Return every line of the rows below that contains the string "rock". Matching is case-sensitive.

# [Data supplied]
[start]

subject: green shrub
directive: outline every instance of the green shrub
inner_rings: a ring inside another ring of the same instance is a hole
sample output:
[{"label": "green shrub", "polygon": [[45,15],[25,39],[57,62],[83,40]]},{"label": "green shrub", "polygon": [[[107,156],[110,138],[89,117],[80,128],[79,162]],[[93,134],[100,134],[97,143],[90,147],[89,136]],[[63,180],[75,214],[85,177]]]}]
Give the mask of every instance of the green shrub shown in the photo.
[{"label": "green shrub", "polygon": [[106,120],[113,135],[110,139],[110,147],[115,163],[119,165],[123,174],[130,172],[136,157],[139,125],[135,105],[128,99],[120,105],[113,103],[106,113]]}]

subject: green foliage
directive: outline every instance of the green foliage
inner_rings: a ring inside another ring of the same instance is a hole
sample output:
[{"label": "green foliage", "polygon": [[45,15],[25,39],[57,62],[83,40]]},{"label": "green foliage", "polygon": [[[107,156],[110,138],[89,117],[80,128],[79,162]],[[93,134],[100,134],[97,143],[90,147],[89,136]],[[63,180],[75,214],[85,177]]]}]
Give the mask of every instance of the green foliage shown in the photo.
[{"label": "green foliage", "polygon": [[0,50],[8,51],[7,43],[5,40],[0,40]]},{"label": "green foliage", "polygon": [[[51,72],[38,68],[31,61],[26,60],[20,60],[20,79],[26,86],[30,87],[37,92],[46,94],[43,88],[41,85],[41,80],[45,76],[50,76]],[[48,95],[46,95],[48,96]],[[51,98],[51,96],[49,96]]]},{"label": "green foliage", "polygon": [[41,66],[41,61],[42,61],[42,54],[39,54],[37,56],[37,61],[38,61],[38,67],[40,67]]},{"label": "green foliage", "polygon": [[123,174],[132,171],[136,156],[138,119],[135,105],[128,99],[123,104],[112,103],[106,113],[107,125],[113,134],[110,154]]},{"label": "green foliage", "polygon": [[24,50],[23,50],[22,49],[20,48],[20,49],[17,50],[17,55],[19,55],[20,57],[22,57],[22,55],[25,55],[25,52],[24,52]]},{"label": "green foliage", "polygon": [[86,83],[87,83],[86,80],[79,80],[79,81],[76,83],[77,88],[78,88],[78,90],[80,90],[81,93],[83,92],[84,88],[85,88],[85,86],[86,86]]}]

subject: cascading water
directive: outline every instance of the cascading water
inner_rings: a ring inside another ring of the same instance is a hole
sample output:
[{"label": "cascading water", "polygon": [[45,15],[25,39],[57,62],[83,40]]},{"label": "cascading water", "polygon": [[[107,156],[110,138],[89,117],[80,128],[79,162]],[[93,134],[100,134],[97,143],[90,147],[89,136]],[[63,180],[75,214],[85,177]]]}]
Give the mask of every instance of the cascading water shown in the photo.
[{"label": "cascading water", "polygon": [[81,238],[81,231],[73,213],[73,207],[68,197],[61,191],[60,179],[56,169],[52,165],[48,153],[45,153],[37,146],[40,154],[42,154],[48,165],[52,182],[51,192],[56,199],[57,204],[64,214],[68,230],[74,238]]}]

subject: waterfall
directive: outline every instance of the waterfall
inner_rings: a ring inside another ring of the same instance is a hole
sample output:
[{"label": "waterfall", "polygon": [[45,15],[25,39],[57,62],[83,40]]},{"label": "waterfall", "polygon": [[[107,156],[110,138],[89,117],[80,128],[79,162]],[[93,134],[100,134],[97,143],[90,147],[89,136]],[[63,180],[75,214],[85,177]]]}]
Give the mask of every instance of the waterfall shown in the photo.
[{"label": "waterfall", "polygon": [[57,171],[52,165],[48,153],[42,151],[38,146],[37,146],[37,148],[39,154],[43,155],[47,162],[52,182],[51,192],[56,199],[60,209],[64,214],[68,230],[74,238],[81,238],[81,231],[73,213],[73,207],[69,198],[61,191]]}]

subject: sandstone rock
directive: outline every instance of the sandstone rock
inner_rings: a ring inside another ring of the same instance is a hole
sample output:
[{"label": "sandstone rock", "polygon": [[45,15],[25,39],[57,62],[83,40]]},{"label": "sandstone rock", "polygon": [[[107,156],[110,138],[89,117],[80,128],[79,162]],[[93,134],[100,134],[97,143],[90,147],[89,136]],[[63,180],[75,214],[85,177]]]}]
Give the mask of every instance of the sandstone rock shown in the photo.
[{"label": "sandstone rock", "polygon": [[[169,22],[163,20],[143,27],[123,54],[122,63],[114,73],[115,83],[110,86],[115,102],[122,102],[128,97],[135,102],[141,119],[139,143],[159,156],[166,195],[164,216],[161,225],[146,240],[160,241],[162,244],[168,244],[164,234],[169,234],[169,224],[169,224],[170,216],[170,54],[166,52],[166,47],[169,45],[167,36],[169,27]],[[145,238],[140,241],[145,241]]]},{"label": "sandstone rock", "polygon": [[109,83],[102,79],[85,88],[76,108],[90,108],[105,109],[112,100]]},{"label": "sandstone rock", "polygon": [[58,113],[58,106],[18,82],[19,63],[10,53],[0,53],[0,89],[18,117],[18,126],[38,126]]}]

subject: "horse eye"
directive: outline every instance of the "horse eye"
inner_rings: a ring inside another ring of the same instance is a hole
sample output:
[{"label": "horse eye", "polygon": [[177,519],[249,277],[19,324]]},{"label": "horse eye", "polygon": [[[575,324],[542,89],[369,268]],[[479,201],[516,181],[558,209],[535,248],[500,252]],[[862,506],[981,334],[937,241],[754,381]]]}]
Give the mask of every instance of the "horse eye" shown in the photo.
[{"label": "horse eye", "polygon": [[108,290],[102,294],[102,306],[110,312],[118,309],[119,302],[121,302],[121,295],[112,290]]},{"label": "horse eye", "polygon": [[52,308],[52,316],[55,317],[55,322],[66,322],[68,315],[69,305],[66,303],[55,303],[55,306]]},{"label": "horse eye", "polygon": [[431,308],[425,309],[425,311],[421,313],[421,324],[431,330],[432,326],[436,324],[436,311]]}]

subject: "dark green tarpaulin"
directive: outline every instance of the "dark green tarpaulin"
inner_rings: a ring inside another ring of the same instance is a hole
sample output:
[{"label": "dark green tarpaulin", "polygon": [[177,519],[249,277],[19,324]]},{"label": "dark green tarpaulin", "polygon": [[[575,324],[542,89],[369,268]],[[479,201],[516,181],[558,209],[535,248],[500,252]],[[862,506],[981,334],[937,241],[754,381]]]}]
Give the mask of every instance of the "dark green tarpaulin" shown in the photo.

[end]

# [Solution]
subject: sandstone rock
directive: outline every instance of the sandstone rock
[{"label": "sandstone rock", "polygon": [[45,15],[25,39],[57,62],[83,40]]},{"label": "sandstone rock", "polygon": [[[107,156],[110,138],[89,117],[80,128],[79,162]],[[93,134],[100,134],[97,143],[90,147],[89,136]],[[63,180],[75,214],[85,177]]]}]
Give the mask of every instance of the sandstone rock shown in the photo.
[{"label": "sandstone rock", "polygon": [[[169,22],[163,20],[143,27],[123,54],[122,63],[114,73],[115,83],[110,86],[115,102],[122,102],[128,97],[135,102],[141,119],[139,143],[159,156],[166,195],[164,216],[161,225],[146,240],[160,241],[162,244],[168,244],[164,234],[169,234],[169,224],[169,224],[170,216],[170,54],[166,52],[166,47],[169,45],[167,36],[169,27]],[[145,238],[140,241],[145,241]]]},{"label": "sandstone rock", "polygon": [[109,83],[102,79],[85,88],[76,108],[90,108],[105,109],[112,100]]},{"label": "sandstone rock", "polygon": [[58,113],[58,106],[18,82],[19,63],[10,53],[0,53],[0,89],[18,117],[18,126],[38,126]]}]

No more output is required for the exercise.